*What you should do:* Reproduce every one of the rows below word for word, leaving the pictures out of your copy.

>> Begin Input for this task

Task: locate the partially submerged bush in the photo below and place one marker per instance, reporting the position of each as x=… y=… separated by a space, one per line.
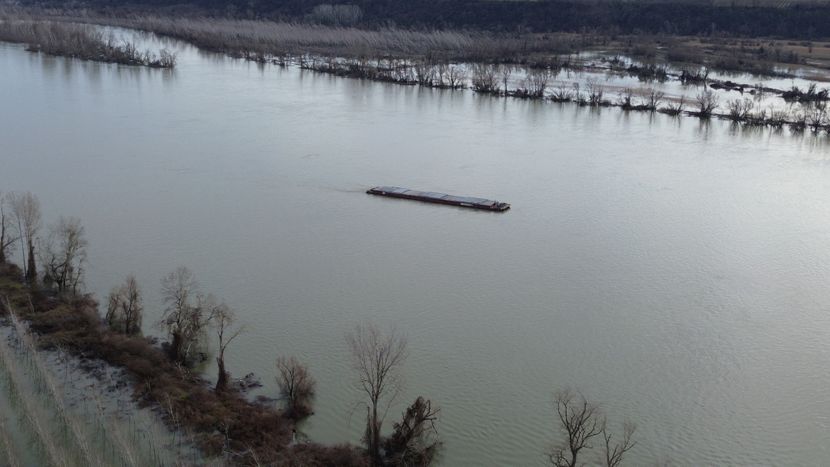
x=80 y=41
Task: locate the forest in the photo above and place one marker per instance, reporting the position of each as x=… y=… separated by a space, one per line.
x=790 y=20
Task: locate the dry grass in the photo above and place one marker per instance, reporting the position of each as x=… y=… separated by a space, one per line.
x=219 y=423
x=79 y=41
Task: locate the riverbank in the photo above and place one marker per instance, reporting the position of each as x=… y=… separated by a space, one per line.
x=80 y=41
x=221 y=424
x=258 y=39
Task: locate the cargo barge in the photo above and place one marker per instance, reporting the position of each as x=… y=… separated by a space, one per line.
x=440 y=198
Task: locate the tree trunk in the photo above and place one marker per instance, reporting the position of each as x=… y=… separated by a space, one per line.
x=374 y=442
x=175 y=347
x=2 y=240
x=222 y=380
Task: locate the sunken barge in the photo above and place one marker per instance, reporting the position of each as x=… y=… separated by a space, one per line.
x=439 y=198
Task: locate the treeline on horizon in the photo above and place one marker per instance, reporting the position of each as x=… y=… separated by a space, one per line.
x=798 y=20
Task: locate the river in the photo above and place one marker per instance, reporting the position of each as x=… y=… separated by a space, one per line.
x=675 y=271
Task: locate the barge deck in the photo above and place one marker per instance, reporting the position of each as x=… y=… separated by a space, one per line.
x=440 y=198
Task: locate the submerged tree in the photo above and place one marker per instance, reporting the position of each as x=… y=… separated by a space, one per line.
x=378 y=359
x=414 y=439
x=63 y=255
x=7 y=234
x=125 y=307
x=296 y=385
x=614 y=451
x=26 y=210
x=186 y=315
x=707 y=102
x=580 y=422
x=223 y=318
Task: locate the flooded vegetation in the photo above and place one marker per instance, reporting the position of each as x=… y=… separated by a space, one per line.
x=80 y=41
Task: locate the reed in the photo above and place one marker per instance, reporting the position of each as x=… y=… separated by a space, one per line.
x=80 y=41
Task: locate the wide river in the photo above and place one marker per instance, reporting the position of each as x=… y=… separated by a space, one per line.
x=675 y=272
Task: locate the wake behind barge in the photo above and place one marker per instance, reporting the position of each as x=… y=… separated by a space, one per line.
x=440 y=198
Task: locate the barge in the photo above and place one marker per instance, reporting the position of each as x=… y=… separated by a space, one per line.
x=440 y=198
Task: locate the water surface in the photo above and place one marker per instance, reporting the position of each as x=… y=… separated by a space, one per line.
x=673 y=270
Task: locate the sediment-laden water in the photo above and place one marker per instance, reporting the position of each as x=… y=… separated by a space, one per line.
x=674 y=270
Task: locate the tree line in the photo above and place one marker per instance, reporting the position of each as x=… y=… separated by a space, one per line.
x=796 y=20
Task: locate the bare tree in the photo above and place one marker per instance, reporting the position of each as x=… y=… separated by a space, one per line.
x=537 y=82
x=185 y=318
x=485 y=79
x=414 y=439
x=26 y=210
x=626 y=98
x=125 y=307
x=505 y=71
x=7 y=236
x=297 y=386
x=63 y=254
x=580 y=421
x=653 y=98
x=739 y=109
x=223 y=318
x=614 y=451
x=455 y=76
x=595 y=92
x=378 y=359
x=425 y=73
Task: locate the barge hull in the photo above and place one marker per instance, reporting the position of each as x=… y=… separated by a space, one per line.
x=439 y=198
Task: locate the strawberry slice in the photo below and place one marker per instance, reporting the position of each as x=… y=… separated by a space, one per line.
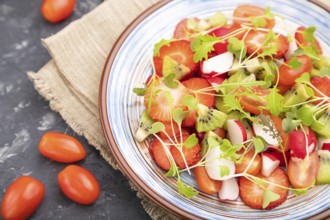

>> End Input for this task

*Exercise output:*
Task: locate the partially submerged bush in the photo below and place one marker per instance, reporting the position of each as x=… y=… separated by a space, one per line.
x=80 y=41
Task: locate the forest in the photo above and place one marker per instance, reporting the position of each as x=… y=… separated by a space, one per line.
x=790 y=20
Task: locate the dry grass in the photo above and place one marker per instance, reporting the position of each as x=… y=… separated by a space, one per line.
x=219 y=423
x=79 y=41
Task: locate the riverbank in the photo above and place one marker per instance, reporting the position of each as x=… y=… separated by a space, one per line.
x=80 y=41
x=221 y=424
x=258 y=39
Task: locate the cargo barge in the photo above and place one marker per instance, reporting the position of each as x=… y=… separated by a space, one per line.
x=440 y=198
Task: locate the tree trunk in the photo above and place one marker per instance, reporting the position of each as x=… y=… separated by a space, one per line.
x=374 y=442
x=175 y=347
x=2 y=240
x=222 y=380
Task: locate the sunken barge in the photo above and place one marker per instance, reporting the position of each as x=… y=… separated by a space, one per line.
x=439 y=198
Task: locate the treeline on horizon in the photo above and place one marker per instance, reporting the position of each as x=… y=… separated by a space, one per line.
x=798 y=20
Task: locate the river in the photo above and place one marker per instance, reporting the position of each as x=… y=… separated by a space, one per line.
x=675 y=271
Task: locate the barge deck in the photo above and place one marker per instance, reporting the position of each as x=… y=… separated by a space, one per line.
x=440 y=198
Task: locate the submerged tree in the photo above and place one marker per instance, reporting the position of each as x=… y=… separated by a space, one per line.
x=378 y=359
x=414 y=439
x=63 y=255
x=7 y=234
x=125 y=307
x=296 y=385
x=614 y=451
x=26 y=210
x=186 y=315
x=707 y=102
x=580 y=422
x=223 y=318
Task: locate the flooded vegetation in the photo above and place one marker per instance, reporting the position of each as x=… y=… separated by a space, one per line.
x=80 y=41
Task: locate the reed in the photo above and place one marker per instance, reporting the position of each as x=… y=… separated by a space, one per line.
x=80 y=41
Task: locate the wide river in the photo above and place one marker per instance, reporting the position of each as x=… y=… separated by a space, one per line.
x=675 y=272
Task: locate the wake behind barge in the photo above and place one marker per instance, reporting the position of each as x=… y=… separated by a space, one per line.
x=440 y=198
Task: locate the barge in the photo above and place one marker per instance, reporting the position of each as x=… y=… separated by a space, one per line.
x=440 y=198
Task: locate the water surface in the photo above and place one marker per instance, reporting the position of each as x=… y=… separated by a space, one per line.
x=673 y=270
Task: locate the sediment-laden water in the photo above and place one marker per instance, reporting the position of each as x=… y=… separated by a space, one per line.
x=674 y=270
Task: locate the tree line in the photo above and place one marker per instance, reporting the position of each as x=… y=… separated by a space, one per line.
x=796 y=20
Task: locate the bare tree in the photo above and place one marker per instance, reporting the position of each as x=… y=… separated by a space, one per line.
x=537 y=82
x=185 y=318
x=485 y=79
x=414 y=439
x=26 y=210
x=626 y=98
x=125 y=307
x=505 y=71
x=7 y=236
x=297 y=386
x=63 y=254
x=580 y=421
x=653 y=98
x=739 y=109
x=223 y=318
x=614 y=451
x=455 y=76
x=595 y=92
x=378 y=359
x=425 y=73
Task: locate the barge hull in the photo above and place one marker per instance, reporting the position of each as x=… y=… separated by a space, one per line.
x=439 y=198
Task: locate the strawberry slice in the photo below and place one marker per instance, reporting the position of each as x=… y=… separated by a space, one per line.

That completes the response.